▶ Do this: Convert the data below into a JSON list of strings, one string per line, omitting blank lines and leaving out the pictures.

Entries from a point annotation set
*-*-*

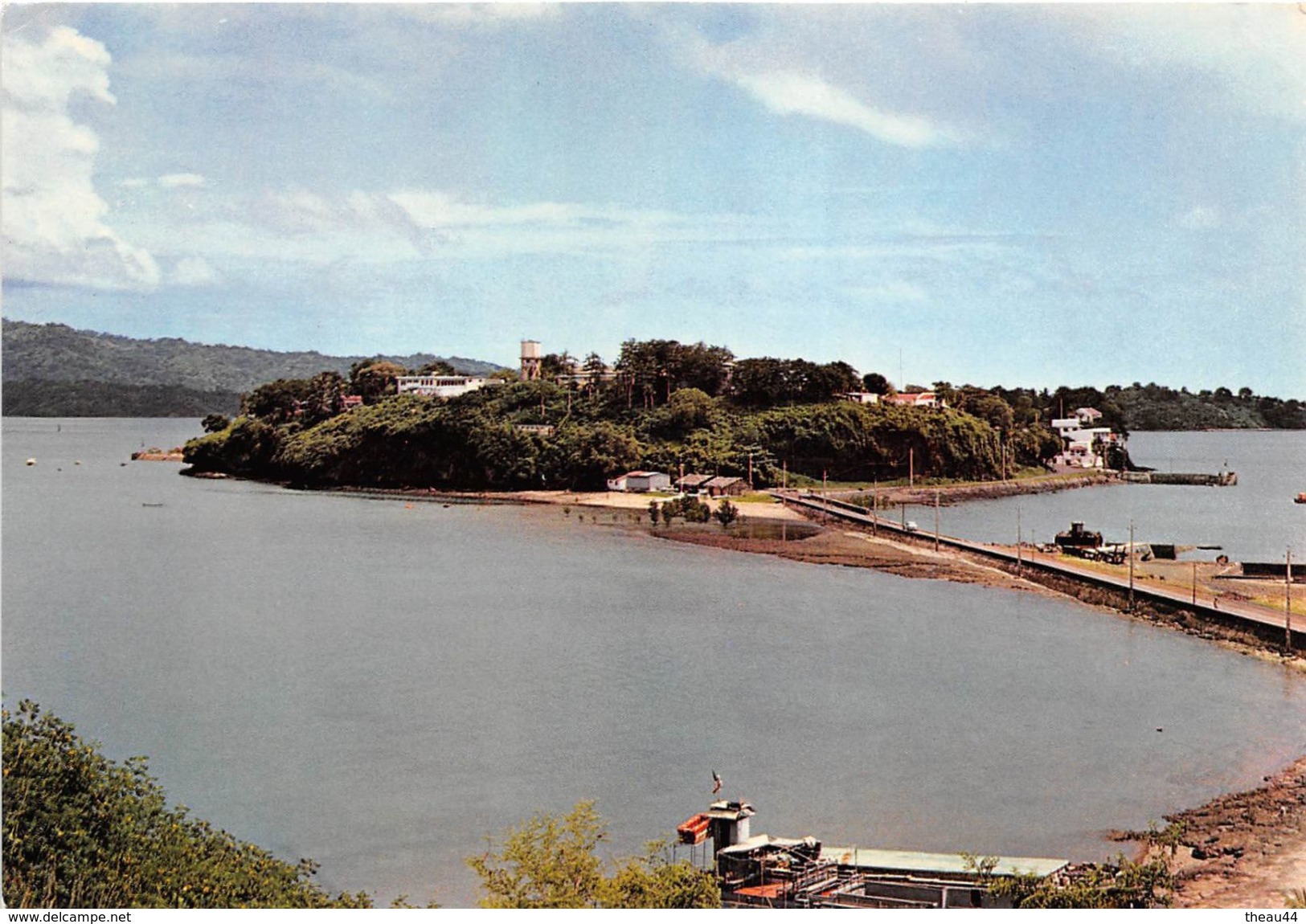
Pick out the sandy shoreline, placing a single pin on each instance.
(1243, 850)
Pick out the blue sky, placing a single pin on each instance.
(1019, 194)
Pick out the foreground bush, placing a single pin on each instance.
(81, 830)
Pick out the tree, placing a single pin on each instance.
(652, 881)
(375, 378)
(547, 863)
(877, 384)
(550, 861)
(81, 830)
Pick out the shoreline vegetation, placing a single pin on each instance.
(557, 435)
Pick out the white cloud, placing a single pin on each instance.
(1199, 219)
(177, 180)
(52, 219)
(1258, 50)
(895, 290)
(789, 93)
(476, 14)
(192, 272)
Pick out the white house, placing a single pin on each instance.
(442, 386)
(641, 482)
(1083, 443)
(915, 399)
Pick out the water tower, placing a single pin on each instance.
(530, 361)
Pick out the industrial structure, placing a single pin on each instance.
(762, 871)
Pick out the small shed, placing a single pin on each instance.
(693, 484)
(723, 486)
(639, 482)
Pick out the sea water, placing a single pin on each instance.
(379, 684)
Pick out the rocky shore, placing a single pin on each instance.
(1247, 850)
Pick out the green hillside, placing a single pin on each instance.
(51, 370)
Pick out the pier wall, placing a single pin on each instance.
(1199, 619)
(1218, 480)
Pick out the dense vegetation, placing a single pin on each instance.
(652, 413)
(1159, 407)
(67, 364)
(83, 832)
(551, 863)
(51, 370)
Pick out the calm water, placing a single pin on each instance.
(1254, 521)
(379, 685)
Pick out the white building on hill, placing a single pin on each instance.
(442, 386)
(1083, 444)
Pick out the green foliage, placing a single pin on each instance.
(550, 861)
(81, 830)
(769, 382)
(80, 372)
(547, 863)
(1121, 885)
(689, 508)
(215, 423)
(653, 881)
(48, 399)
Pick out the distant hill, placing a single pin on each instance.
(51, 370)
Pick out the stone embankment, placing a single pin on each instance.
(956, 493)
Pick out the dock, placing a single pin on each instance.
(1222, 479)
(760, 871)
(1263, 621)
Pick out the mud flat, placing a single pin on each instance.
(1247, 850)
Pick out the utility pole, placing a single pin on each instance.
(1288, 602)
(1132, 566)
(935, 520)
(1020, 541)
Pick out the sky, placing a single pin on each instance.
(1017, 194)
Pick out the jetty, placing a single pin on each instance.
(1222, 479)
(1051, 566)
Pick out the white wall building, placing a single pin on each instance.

*-*-*

▶ Full output:
[
  "Pick out the sandy shoreline, placing a single pin on each instance.",
  "(1243, 850)",
  "Pick out the blue sky, placing a single pin on each instance.",
  "(1019, 194)",
  "Pick out the foreground bush, placing a single pin on each instance.",
  "(81, 830)",
  "Pick out the tree, placing a single pin on each instance.",
  "(652, 881)",
  "(375, 378)",
  "(547, 863)",
  "(877, 384)",
  "(550, 861)",
  "(81, 830)",
  "Pick out the shoreline vegetation, placing a single pin on each instance.",
  "(557, 435)",
  "Pick out the white cloud, placing a single pin on each instance.",
  "(1199, 219)",
  "(177, 180)",
  "(52, 219)",
  "(1258, 50)",
  "(895, 290)",
  "(789, 93)",
  "(476, 14)",
  "(192, 272)",
  "Pick out the white house, placing a single pin on each instance.",
  "(442, 386)",
  "(641, 482)",
  "(1083, 443)",
  "(915, 399)",
  "Pick out the water tower, placing a single pin on each instance.",
  "(530, 361)",
  "Pick out the industrial structure, placing a single pin on each instance.",
  "(762, 871)",
  "Pick out the small shed, placing a single pin on each instance.",
  "(693, 484)",
  "(723, 486)",
  "(639, 482)",
  "Pick out the sea water, placing a single pin on each instance.",
  "(379, 684)",
  "Pick out the rocky shore, placing a single pin on each instance.",
  "(1247, 850)",
  "Pick out the green hillside, placing a single pin on each instance.",
  "(51, 370)",
  "Pick out the pier wall, placing a single pin on each instance.",
  "(1199, 619)",
  "(1218, 480)",
  "Pick out the dense vegetation, placing a single pin on each instance.",
  "(652, 413)",
  "(1159, 407)",
  "(67, 364)",
  "(83, 832)",
  "(551, 863)",
  "(51, 370)",
  "Pick out the calm water, placing a single pin on each instance.",
  "(1254, 521)",
  "(379, 685)",
  "Pick out the white building on hill, placing a single pin on each instance.",
  "(442, 386)",
  "(1083, 444)",
  "Pick out the green foliage, placing a single pin on each instance.",
  "(550, 861)",
  "(81, 830)",
  "(769, 382)",
  "(80, 372)",
  "(547, 863)",
  "(1121, 885)",
  "(689, 508)",
  "(215, 423)",
  "(653, 881)",
  "(48, 399)",
  "Pick out the distant hill, placing a single pin on each instance.",
  "(51, 370)",
  "Pick out the stone embankment, placing a single pin on each instance.",
  "(956, 493)",
  "Pick out the dock, placing a single pin on each instance.",
  "(1222, 479)",
  "(760, 871)",
  "(1263, 621)",
  "Pick out the mud flat, placing a single pin on each instance.",
  "(1247, 850)",
  "Pick out the utility pole, placing a single pin on each instance.",
  "(1288, 602)",
  "(1132, 566)",
  "(935, 520)",
  "(1020, 541)",
  "Pick out the sky, placing a single pin on each instance.",
  "(1017, 194)",
  "Pick out the jetty, placing a single pin on each instance.",
  "(1222, 479)",
  "(1051, 566)",
  "Pick out the white wall building, placing a single pin on each instance."
]